== 課題 ==
(a) ストレスについての文章のうち、「もっとも、ストレスは悪いこと」から「になっているときも心配です。」までを、両端の語句も含めてそのまま書き写してください。
(b) ストレスについての文章を、最後の文に続けて書き進めてください。

== 提示文 ==
ほっとひと息、こころにビタミン vol.60
精神医療の現場で注目されている「認知行動療法」の日本における第一人者の大野裕先生が「こころ」の健康についてわかりやすく解説します。
【コラム執筆】
日本認知療法・認知行動療法学会理事長
ストレスマネジメントネットワーク(株)代表
精神科医 大野 裕
ストレスにもよしあし!
年度末で仕事に追われてストレスを感じている人は、少なくないのではないでしょうか。年度替わりに異動や進学を控えて緊張している人も多いでしょう。私たちはストレスを感じながら生きています。
もっとも、ストレスは悪いことばかりではありません。ストレスは人生のスパイスといわれたりもします。ユーストレス(良いストレス)という表現があるのですが、ほどほどのストレスは緊張感を高めてパフォーマンスが高くなります。しかし、ストレスが強くなると、心身の不調が現れます。それをディストレス(悪いストレス)と呼びます。
それでは、自分がディストレスな状態にあることを、どのようにして気付くことができるのでしょうか。それは、「いつもとは違う状態にあるかどうか」で判断すると良いでしょう。一番分かりやすいのが、睡眠や食欲などの体調です。午前3時症候群といわれたりするのですが、いつもだったら寝ているような時間に目が覚めて寝つけなくなっているのなら要注意です。寝付きや寝起きが悪くなっているときも注意しましょう。食欲が極端に落ちたり、逆に食べ過ぎたりするようになっているときも心配です。

== 元データ ==
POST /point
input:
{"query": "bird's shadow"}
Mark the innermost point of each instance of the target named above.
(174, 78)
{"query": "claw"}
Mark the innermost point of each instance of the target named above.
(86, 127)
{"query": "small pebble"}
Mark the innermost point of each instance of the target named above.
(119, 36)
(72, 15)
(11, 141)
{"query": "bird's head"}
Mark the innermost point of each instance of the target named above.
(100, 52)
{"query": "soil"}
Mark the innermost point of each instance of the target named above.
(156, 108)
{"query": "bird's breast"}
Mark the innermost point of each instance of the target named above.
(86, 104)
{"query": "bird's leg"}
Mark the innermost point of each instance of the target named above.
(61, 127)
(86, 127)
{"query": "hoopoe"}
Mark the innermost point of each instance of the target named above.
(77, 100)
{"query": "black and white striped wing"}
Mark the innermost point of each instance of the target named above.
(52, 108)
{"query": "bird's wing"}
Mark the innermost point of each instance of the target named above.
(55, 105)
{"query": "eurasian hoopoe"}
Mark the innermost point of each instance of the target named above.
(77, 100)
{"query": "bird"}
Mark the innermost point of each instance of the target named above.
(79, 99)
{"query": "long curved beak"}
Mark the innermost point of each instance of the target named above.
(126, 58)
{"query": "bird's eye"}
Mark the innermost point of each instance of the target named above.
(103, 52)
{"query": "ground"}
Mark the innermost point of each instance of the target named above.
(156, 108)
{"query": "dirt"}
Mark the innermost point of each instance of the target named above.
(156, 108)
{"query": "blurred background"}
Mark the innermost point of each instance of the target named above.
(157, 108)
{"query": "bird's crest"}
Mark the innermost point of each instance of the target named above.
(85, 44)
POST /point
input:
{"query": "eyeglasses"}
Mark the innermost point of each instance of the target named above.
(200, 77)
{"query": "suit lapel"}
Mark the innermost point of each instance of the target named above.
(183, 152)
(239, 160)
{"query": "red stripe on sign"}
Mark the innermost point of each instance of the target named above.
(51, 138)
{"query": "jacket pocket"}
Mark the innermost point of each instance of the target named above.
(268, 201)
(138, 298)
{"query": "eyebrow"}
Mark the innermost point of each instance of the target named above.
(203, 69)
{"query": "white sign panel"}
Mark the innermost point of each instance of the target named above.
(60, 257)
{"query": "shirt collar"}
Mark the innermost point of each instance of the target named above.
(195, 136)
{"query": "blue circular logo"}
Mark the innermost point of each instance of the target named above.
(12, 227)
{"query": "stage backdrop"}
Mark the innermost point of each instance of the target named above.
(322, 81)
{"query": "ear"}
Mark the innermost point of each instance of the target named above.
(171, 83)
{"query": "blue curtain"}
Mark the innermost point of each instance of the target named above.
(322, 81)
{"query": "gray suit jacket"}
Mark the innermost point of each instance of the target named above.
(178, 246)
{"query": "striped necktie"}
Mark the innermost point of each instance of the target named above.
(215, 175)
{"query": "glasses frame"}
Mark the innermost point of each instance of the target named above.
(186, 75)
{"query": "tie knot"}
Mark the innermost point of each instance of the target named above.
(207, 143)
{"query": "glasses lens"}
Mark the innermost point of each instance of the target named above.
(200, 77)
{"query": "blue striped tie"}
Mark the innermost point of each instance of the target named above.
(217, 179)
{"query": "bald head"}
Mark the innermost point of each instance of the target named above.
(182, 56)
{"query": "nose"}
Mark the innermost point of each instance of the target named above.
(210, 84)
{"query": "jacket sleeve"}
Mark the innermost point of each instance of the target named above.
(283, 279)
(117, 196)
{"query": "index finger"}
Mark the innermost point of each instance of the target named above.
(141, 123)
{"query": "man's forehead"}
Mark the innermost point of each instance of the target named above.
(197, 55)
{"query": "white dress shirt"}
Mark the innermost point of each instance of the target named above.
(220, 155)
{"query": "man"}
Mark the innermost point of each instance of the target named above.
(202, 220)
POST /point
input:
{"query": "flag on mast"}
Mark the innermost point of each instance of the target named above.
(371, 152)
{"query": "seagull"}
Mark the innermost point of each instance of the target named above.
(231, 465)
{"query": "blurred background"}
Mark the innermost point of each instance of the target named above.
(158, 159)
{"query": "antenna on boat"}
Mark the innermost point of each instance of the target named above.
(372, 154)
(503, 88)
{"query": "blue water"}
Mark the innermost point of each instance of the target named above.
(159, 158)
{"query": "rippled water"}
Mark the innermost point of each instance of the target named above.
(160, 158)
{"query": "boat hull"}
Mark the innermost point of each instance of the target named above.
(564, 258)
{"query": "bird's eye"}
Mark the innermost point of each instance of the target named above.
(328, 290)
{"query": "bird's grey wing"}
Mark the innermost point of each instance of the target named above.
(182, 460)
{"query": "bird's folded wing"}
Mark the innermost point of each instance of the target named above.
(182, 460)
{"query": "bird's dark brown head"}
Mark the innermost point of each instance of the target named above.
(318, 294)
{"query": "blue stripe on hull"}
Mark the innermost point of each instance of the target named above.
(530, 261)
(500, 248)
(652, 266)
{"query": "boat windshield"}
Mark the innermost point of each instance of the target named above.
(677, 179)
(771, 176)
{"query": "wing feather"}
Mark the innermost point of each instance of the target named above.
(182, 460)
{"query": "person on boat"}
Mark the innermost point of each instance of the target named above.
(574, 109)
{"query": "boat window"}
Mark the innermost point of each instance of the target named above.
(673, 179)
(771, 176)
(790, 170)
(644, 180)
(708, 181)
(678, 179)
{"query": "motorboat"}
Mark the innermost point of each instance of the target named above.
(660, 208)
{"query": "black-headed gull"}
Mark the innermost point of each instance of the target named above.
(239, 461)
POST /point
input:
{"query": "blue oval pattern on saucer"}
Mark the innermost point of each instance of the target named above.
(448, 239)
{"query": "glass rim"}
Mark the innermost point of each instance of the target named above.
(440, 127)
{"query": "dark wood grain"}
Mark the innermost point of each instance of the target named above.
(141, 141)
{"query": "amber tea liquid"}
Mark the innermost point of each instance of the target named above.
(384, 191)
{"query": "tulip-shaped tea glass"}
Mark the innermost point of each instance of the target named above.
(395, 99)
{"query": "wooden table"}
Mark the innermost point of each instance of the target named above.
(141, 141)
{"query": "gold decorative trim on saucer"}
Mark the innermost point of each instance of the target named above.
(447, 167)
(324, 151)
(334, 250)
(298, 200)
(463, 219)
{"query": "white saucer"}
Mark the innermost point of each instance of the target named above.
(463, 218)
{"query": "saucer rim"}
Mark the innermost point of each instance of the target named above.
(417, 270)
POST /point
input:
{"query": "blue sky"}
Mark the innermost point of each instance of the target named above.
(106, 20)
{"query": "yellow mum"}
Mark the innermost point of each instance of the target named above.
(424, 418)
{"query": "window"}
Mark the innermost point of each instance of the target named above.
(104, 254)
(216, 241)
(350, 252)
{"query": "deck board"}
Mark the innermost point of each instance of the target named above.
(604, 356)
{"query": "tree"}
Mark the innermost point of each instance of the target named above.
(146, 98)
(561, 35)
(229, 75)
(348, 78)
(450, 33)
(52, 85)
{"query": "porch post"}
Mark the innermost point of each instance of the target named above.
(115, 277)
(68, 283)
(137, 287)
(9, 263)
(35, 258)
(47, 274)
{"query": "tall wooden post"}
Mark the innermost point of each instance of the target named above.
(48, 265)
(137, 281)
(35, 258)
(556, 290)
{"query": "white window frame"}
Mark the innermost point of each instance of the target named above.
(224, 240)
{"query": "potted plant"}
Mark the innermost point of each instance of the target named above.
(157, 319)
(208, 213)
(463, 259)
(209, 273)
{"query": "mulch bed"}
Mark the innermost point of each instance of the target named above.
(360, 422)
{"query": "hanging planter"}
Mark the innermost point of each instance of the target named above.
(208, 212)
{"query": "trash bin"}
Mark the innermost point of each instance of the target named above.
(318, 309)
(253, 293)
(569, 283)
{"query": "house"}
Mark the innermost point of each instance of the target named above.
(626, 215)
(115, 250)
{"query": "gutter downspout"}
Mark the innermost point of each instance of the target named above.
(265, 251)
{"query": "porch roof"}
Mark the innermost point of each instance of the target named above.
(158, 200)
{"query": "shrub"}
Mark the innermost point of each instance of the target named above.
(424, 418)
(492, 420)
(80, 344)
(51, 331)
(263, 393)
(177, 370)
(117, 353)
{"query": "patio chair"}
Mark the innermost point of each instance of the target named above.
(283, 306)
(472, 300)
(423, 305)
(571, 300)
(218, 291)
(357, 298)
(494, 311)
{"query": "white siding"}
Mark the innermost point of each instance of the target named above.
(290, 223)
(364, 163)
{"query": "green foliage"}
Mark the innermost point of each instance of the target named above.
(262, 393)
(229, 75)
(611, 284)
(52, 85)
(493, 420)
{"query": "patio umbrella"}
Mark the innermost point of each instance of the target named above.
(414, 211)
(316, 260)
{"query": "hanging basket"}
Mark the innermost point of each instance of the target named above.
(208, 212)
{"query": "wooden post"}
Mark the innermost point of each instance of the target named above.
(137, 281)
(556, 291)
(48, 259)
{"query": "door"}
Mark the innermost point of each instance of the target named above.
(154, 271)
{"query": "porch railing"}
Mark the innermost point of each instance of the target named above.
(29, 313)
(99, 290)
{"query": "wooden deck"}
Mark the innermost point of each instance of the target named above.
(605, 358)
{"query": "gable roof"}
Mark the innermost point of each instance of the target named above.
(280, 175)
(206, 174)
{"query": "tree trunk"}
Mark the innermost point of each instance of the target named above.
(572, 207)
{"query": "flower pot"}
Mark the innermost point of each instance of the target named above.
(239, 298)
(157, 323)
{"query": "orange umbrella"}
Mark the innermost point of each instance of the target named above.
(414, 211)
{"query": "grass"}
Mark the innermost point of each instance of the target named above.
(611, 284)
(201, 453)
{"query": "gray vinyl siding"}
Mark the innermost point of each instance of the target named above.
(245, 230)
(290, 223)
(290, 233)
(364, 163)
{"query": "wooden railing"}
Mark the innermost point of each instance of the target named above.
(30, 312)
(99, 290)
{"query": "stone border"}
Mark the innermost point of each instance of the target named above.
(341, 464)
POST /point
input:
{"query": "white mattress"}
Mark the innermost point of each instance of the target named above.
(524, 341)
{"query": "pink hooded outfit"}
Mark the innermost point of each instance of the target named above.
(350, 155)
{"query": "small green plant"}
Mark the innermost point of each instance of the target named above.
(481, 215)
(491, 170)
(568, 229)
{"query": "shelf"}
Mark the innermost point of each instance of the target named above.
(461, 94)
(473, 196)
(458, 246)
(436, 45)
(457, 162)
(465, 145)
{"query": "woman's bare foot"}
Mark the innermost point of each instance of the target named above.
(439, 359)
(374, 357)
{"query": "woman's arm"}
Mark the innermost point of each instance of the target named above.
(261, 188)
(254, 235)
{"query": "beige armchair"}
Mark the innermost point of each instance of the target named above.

== 解答集 ==
(a)
もっとも、ストレスは悪いことばかりではありません。ストレスは人生のスパイスといわれたりもします。ユーストレス(良いストレス)という表現があるのですが、ほどほどのストレスは緊張感を高めてパフォーマンスが高くなります。しかし、ストレスが強くなると、心身の不調が現れます。それをディストレス(悪いストレス)と呼びます。
それでは、自分がディストレスな状態にあることを、どのようにして気付くことができるのでしょうか。それは、「いつもとは違う状態にあるかどうか」で判断すると良いでしょう。一番分かりやすいのが、睡眠や食欲などの体調です。午前3時症候群といわれたりするのですが、いつもだったら寝ているような時間に目が覚めて寝つけなくなっているのなら要注意です。寝付きや寝起きが悪くなっているときも注意しましょう。食欲が極端に落ちたり、逆に食べ過ぎたりするようになっているときも心配です。

(b)
仕事や勉強、家事はいつものようにできているでしょうか。思うようにできていなかったり、ミスが増えたりしているときは要注意です。趣味など、今まで楽しんでできていたことができているでしょうか。身体を動かして楽しめているでしょうか。
人間関係も大切です。これまでと変わらず人と付き合えているかどうかも意識しながら、新年度を迎えていただければと思います。
大野 裕(ゆたか)
ストレスマネジメントネットワーク(株)代表。精神医療の現場で注目されている「認知行動療法」の日本における第一人者で、日本認知療法・認知行動療法学会理事長。著書に『マンガでわかる心の不安・モヤモヤを解消する方法』(池田書店)など。